### CHALLENGE
Please gather every line of the entries below that contains the word "armrest", copying each such line in full.

*-*-*

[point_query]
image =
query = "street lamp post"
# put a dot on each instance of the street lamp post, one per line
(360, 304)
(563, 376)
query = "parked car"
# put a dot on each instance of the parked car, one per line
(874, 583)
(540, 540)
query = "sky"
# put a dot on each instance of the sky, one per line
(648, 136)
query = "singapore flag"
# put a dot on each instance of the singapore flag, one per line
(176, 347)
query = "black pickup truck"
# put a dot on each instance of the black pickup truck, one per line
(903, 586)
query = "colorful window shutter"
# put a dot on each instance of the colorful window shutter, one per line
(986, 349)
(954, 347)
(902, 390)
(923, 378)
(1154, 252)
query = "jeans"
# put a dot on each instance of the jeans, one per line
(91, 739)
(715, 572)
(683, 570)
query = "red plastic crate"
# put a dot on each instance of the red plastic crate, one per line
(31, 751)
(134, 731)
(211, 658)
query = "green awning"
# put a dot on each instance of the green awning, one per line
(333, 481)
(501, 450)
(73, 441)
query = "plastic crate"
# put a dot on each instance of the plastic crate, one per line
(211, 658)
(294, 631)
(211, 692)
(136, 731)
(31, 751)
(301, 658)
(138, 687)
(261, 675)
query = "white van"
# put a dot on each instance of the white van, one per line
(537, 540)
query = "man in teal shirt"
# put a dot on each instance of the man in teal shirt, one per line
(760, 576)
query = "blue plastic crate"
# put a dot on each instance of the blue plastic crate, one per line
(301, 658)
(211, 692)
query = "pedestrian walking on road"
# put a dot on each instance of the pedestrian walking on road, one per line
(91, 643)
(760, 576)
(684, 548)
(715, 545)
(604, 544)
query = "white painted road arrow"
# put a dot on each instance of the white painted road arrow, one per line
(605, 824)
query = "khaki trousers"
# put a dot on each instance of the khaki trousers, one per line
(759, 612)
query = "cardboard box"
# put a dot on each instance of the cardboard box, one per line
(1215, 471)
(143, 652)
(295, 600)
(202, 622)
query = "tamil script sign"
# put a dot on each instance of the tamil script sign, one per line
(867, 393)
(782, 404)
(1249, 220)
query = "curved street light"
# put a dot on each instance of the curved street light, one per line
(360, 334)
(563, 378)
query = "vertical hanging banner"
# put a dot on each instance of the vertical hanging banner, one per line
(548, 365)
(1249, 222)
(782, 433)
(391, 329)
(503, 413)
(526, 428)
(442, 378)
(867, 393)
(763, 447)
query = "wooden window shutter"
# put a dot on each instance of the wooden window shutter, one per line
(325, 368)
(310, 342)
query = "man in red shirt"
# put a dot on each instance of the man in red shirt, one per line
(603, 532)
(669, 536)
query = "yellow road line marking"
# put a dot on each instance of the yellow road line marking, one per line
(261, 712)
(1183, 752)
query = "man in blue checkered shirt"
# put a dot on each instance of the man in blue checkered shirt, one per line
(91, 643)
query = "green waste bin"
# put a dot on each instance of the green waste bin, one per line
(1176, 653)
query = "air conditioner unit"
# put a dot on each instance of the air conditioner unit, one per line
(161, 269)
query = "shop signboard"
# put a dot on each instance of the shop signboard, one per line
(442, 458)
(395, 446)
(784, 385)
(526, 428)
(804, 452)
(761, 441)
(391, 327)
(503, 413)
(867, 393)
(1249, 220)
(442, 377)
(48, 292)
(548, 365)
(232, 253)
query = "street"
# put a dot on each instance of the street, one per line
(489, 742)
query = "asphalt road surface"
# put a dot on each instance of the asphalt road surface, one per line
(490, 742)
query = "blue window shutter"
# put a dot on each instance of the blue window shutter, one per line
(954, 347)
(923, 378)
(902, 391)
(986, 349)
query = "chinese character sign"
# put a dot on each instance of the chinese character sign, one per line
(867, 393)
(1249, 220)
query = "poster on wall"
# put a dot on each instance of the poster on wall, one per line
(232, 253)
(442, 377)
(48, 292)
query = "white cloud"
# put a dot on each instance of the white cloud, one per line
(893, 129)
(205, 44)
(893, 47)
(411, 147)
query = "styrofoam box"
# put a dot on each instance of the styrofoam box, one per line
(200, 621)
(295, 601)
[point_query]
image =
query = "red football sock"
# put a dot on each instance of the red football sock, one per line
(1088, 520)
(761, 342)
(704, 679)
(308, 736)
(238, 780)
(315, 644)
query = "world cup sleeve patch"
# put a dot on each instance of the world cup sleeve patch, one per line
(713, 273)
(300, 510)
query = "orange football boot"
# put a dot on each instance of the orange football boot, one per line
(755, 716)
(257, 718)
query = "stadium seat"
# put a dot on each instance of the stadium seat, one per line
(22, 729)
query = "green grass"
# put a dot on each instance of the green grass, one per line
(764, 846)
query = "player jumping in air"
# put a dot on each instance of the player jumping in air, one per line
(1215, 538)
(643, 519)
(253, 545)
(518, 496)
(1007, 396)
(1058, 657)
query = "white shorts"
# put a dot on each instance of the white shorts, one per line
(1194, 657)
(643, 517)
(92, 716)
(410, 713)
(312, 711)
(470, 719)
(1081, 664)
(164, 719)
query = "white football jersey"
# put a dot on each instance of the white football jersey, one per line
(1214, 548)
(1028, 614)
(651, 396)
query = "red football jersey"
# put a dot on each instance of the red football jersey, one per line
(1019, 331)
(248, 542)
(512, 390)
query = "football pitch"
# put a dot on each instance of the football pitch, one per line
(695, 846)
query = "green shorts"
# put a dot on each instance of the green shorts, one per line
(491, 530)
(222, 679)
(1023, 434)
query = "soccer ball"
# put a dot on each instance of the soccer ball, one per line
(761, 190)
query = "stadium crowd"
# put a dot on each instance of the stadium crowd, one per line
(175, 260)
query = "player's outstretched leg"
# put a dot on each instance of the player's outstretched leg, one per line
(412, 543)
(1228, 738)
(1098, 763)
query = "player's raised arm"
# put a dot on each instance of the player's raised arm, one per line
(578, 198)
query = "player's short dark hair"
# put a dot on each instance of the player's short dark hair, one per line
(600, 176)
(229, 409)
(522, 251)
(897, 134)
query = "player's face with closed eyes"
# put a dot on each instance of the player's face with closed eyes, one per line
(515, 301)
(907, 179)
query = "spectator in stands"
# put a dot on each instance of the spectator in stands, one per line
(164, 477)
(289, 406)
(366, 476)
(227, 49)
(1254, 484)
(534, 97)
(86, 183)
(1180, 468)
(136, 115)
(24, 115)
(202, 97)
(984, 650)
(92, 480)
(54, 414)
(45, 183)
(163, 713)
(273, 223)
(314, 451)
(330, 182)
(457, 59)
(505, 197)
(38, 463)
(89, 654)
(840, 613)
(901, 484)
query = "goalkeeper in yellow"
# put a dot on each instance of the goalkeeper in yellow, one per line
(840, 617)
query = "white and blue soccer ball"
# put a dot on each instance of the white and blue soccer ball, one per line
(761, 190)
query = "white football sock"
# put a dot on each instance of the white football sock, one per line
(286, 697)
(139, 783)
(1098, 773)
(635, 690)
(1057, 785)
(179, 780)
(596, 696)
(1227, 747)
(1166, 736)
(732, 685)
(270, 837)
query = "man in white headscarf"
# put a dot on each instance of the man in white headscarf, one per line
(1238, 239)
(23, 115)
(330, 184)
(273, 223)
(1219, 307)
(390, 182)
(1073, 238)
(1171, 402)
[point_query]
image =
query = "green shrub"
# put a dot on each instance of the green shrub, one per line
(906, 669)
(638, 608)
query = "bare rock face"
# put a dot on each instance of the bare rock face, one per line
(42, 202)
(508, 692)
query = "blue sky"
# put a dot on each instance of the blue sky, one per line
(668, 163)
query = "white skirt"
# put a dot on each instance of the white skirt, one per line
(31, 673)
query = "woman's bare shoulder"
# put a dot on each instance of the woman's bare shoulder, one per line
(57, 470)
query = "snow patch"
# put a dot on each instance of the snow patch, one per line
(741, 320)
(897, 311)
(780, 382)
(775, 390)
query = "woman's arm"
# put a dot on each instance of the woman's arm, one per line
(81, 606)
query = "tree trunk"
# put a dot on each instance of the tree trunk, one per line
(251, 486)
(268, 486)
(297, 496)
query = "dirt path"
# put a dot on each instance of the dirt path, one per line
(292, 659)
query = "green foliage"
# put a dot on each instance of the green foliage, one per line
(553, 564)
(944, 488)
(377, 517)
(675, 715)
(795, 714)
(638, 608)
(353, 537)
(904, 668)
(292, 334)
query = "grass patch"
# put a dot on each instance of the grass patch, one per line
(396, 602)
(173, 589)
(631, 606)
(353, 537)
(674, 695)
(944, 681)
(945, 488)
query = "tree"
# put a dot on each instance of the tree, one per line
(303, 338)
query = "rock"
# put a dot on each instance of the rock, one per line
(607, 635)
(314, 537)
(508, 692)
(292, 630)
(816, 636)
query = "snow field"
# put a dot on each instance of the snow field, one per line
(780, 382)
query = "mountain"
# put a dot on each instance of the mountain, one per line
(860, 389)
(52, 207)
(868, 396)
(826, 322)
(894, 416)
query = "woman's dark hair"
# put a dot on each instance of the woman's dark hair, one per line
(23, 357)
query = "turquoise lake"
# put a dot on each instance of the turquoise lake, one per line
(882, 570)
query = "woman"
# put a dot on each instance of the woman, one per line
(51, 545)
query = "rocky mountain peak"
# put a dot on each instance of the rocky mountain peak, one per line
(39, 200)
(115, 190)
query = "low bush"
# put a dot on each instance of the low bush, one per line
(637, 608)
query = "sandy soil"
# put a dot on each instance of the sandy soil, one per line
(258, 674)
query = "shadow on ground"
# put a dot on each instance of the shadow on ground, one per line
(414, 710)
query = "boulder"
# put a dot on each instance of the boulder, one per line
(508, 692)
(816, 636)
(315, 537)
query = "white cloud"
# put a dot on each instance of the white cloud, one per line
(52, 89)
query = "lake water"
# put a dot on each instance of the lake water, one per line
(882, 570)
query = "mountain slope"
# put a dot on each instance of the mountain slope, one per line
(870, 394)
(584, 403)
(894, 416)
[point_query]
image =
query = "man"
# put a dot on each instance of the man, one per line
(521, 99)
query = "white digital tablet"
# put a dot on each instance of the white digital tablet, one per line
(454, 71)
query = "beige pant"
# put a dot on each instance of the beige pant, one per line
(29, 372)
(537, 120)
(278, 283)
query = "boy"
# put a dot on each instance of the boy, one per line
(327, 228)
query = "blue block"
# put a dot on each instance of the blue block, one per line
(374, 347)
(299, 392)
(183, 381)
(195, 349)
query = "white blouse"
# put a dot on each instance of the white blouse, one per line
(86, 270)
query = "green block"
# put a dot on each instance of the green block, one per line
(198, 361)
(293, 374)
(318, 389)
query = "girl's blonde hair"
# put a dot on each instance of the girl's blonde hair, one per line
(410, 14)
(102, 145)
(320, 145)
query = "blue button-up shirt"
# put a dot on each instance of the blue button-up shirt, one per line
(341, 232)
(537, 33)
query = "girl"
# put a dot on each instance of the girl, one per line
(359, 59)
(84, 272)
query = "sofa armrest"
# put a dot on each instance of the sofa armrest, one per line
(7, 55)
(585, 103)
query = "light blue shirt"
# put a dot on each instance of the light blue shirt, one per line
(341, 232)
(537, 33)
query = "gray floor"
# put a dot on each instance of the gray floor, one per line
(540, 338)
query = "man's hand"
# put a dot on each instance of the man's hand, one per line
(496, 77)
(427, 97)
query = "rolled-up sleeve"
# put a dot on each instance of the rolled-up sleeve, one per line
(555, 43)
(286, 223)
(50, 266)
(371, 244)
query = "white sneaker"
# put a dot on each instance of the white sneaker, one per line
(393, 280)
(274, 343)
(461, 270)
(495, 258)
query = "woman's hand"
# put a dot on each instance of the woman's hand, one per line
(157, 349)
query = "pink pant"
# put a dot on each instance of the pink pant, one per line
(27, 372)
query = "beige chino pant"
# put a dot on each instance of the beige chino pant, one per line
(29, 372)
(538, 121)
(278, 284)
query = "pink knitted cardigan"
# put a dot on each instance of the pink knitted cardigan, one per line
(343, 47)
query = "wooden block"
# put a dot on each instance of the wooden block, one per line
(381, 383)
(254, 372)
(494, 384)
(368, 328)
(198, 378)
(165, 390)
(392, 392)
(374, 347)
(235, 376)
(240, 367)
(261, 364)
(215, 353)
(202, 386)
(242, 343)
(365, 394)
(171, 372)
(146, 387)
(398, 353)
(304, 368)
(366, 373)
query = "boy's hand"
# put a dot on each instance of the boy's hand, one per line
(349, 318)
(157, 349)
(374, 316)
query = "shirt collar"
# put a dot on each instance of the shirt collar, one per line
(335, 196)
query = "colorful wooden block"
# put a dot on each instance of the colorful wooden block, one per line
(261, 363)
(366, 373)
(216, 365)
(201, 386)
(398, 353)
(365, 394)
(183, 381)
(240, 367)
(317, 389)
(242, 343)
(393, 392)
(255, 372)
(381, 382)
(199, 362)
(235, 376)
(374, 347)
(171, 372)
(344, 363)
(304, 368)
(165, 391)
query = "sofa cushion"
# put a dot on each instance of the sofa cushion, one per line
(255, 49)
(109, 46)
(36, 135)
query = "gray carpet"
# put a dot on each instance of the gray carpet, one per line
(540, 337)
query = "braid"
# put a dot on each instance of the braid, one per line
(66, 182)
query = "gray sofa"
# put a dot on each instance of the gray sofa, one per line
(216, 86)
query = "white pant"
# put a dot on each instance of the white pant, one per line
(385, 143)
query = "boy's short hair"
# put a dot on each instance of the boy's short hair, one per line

*-*-*

### WORKED SOLUTION
query = "sofa armrest"
# put a dot on each instance of the sofa armrest, one per line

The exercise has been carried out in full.